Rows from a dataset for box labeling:
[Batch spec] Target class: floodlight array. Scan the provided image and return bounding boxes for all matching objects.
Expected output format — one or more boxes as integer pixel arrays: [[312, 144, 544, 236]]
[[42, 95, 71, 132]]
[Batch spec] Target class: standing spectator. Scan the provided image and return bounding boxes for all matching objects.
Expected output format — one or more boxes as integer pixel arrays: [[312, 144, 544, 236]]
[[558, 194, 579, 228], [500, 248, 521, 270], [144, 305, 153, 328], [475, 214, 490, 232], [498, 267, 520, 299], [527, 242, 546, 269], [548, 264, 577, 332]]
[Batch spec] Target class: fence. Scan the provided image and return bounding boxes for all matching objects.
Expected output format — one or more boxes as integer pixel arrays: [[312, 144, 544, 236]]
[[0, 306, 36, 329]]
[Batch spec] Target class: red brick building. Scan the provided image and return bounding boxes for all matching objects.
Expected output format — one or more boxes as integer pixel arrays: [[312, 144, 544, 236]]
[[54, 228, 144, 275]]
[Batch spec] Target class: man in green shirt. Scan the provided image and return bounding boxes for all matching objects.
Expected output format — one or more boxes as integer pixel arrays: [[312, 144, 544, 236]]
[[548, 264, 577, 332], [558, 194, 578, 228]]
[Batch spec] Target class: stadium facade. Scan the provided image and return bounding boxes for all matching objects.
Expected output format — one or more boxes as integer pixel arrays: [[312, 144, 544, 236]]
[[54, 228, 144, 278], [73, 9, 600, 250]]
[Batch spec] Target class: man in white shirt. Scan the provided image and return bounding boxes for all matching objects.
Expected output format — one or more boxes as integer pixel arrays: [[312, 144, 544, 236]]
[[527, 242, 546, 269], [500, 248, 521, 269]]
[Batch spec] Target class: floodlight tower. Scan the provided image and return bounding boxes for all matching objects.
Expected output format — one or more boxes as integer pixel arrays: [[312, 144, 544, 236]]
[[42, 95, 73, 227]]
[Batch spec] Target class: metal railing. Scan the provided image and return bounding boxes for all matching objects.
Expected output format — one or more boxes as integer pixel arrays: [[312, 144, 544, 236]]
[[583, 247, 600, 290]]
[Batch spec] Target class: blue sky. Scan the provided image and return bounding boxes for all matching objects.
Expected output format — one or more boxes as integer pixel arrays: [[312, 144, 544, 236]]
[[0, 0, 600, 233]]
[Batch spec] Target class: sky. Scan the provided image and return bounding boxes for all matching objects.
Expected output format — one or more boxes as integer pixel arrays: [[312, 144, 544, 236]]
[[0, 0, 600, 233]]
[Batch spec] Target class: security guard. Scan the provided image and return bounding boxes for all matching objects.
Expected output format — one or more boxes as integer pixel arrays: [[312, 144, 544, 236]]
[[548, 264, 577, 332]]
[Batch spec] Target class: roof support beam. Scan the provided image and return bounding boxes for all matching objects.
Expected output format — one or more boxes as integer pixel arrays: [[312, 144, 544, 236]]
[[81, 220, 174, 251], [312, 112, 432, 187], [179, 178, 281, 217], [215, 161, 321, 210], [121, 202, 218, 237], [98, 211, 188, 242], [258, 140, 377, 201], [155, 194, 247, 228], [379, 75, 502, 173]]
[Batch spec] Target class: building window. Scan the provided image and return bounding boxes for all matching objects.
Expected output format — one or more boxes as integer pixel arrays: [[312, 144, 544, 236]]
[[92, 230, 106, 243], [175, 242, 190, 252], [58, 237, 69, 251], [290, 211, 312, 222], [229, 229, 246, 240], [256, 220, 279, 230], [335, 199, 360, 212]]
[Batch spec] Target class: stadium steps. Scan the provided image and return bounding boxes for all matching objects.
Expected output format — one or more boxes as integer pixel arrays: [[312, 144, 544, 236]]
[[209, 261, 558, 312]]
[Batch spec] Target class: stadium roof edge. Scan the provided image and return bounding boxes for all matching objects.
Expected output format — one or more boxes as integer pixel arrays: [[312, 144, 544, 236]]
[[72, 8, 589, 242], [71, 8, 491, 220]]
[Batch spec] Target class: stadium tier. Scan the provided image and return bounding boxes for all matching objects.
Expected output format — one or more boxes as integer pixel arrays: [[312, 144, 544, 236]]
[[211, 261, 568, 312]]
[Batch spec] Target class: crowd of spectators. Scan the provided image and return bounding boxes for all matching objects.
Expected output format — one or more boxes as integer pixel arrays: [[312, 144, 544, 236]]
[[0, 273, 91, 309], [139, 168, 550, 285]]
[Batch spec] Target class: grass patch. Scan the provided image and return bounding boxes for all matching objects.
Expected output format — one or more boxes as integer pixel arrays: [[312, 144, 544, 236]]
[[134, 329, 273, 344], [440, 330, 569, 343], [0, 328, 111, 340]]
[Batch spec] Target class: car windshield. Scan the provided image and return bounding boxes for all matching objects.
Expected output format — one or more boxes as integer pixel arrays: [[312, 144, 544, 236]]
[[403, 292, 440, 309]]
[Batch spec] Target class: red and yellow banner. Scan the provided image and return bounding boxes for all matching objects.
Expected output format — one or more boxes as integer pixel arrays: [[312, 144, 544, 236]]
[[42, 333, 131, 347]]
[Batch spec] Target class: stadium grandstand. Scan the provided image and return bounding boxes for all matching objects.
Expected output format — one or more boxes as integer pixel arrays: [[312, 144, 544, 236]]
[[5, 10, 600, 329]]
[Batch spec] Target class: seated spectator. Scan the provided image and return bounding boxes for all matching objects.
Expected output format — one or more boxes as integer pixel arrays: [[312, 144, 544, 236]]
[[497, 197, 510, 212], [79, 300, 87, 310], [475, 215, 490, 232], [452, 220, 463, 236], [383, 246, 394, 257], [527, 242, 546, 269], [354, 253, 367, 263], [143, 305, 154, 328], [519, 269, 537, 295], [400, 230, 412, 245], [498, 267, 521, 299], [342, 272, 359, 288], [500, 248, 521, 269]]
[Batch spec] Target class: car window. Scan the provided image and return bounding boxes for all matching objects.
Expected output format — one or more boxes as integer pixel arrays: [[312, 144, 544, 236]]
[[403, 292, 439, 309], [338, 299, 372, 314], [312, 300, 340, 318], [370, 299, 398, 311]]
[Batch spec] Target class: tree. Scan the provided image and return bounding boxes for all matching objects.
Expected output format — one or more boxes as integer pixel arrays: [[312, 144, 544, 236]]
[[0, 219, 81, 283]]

§ **The task**
Rewrite every line of the records above as a numbered list, omitting blank lines.

§ **Response to this exercise**
1. [Batch spec] Target class: floodlight array. Scan the provided image and return bounding boxes for all matching objects.
2. Expected output format — one or more boxes as integer pixel arrays: [[312, 144, 544, 236]]
3. [[42, 95, 71, 132]]
4. [Batch spec] Target class: standing spectator. Scan the provided image and return bounding boxes for all matching objects.
5. Expected output format — one or more boxes as integer pixel arrays: [[312, 144, 544, 236]]
6. [[558, 194, 579, 228], [500, 248, 521, 270], [144, 305, 153, 328], [475, 214, 490, 232], [498, 267, 520, 299], [527, 242, 546, 269], [548, 264, 577, 332]]
7. [Batch spec] Target class: fence. Scan the provided image and return bounding boxes for all matching objects.
8. Expected output format — one or more boxes as integer pixel arrays: [[312, 144, 544, 236]]
9. [[0, 306, 36, 329]]
10. [Batch spec] Target class: red brick building. Scan the provided image and return bounding boxes for all matching objects.
11. Expected output format — one or more boxes as integer pixel arrays: [[312, 144, 544, 236]]
12. [[54, 228, 144, 275]]
13. [Batch spec] Target class: man in green shirt. Scan the provided image and return bounding boxes for all matching objects.
14. Expected output format — one or more boxes as integer pixel arrays: [[312, 144, 544, 236]]
15. [[548, 264, 577, 332], [558, 194, 578, 228]]
16. [Batch spec] Target class: stadium facade. Scan the provided image and return bounding boxes for all matching objects.
17. Expected output format — one or more boxes as integer pixel arrays: [[312, 144, 544, 236]]
18. [[54, 228, 144, 278], [73, 9, 600, 250]]
19. [Batch spec] Target class: man in white shirt. Scan the provided image and return bounding boxes for all matching objects.
20. Expected output format — one or more boxes as integer pixel arrays: [[312, 144, 544, 236]]
21. [[527, 242, 546, 269], [500, 248, 521, 269]]
22. [Batch spec] Target class: floodlight tower. Scan the provided image and return bounding boxes for all matching objects.
23. Expected output format — one or more boxes as integer pixel arrays: [[312, 144, 544, 236]]
24. [[42, 95, 73, 227]]
25. [Batch spec] Target class: metal railing. Scan the provided image and return bounding boxes for all matching objects.
26. Expected output format — one or more boxes as integer pixel arrays: [[312, 144, 544, 236]]
27. [[583, 247, 600, 290]]
28. [Batch spec] Target class: blue sky. Scan the provided image and return bounding boxes for all matching objects.
29. Expected output format — one or more boxes as integer pixel arrays: [[312, 144, 544, 236]]
30. [[0, 0, 600, 233]]
31. [Batch spec] Target class: sky. Scan the provided image and return bounding boxes for all matching objects.
32. Expected output format — one or more boxes as integer pixel arrays: [[312, 144, 544, 236]]
33. [[0, 0, 600, 233]]
34. [Batch spec] Target class: security guard. Scan the provided image and return bounding boxes for all matching objects.
35. Expected output format — one or more boxes as integer pixel arrays: [[312, 144, 544, 236]]
36. [[548, 264, 577, 332]]
37. [Batch spec] Target class: roof support beam. Scan the provided image and return bounding boxes for all matching objects.
38. Expected output format — one or more boxes as integer pixel arrays: [[312, 144, 544, 236]]
39. [[81, 220, 174, 251], [312, 112, 432, 187], [179, 178, 281, 217], [215, 161, 321, 210], [121, 202, 218, 237], [98, 211, 188, 242], [258, 140, 377, 201], [155, 194, 247, 228], [379, 75, 502, 173]]
40. [Batch spec] Target class: building window. Scan the provided image and return bounding boxes for all matching objects.
41. Expected output format — one or more boxes as integer pixel arrays: [[312, 144, 544, 236]]
42. [[92, 230, 106, 243], [175, 242, 190, 252], [58, 237, 69, 251], [290, 211, 312, 222], [229, 229, 246, 240], [256, 220, 279, 230], [335, 199, 360, 212]]
43. [Batch spec] Target class: stadium steps. Scan the provided image and return bounding boxes for all matching objects.
44. Expected output format — one or more boxes as integer pixel arrays: [[312, 144, 544, 236]]
45. [[209, 261, 558, 312]]
46. [Batch spec] Target class: stadium roof edge. Scan the provided image and return bounding boxes for all matching objects.
47. Expected output format — one or more boxes as integer pixel arrays: [[312, 144, 544, 236]]
48. [[72, 8, 589, 242], [71, 8, 491, 220]]
49. [Batch spec] Target class: stadium tier. Scan the provided image and return bounding boxes for all matching objects.
50. Expected output format — one or more boxes as integer pixel arrays: [[312, 144, 544, 236]]
51. [[211, 261, 568, 312]]
52. [Batch spec] Target class: crowd of spectators. Scan the provided image and return bounding boxes for all matching objects.
53. Expected output format — one or more boxes as integer pixel arrays: [[312, 144, 544, 236]]
54. [[0, 273, 91, 309], [139, 168, 550, 285]]
55. [Batch spec] Target class: grass patch. Scan the provided image and return bounding boxes for all matching objects.
56. Expected output format — one or more boxes as integer pixel arrays: [[312, 144, 544, 236]]
57. [[134, 329, 273, 344], [440, 330, 569, 343], [0, 328, 111, 340]]
58. [Batch spec] Target class: car windshield. Scan the provided image and return bounding boxes for all matching objects.
59. Expected output format — one or more boxes as integer pixel arrays: [[312, 144, 544, 236]]
60. [[403, 292, 440, 309]]
61. [Batch spec] Target class: red and yellow banner. Scan the provided image and return bounding boxes for all matching objects.
62. Expected output format — one or more boxes as integer pixel arrays: [[312, 144, 544, 236]]
63. [[42, 333, 131, 347]]
64. [Batch spec] Target class: stadium grandstand. Scan the provided image and return bounding boxes for all matching objects.
65. Expected output format — one or more boxes as integer pixel arrays: [[312, 144, 544, 236]]
66. [[5, 10, 600, 329]]
67. [Batch spec] Target class: seated spectator. Scan the provided image and return bounding boxes for all matching objects.
68. Expected output format — one or more boxes as integer pixel arrays: [[312, 144, 544, 236]]
69. [[497, 197, 510, 212], [79, 300, 87, 310], [475, 215, 490, 232], [452, 220, 463, 236], [383, 246, 394, 257], [527, 242, 546, 269], [354, 253, 367, 263], [143, 305, 154, 328], [519, 269, 537, 295], [400, 230, 412, 245], [498, 267, 521, 299], [342, 272, 359, 288], [500, 248, 521, 269]]
70. [Batch spec] Target class: car window. Scan the provided image and return bounding boxes for all matching objects.
71. Expected output format — one or more boxes as integer pixel arrays: [[312, 144, 544, 236]]
72. [[403, 292, 439, 309], [338, 299, 372, 314], [312, 300, 340, 318], [370, 299, 398, 311]]
73. [Batch spec] Target class: tree. Scan the provided image and return bounding boxes for all matching objects.
74. Expected output format — one or more boxes as integer pixel arrays: [[312, 144, 544, 236]]
75. [[0, 219, 81, 283]]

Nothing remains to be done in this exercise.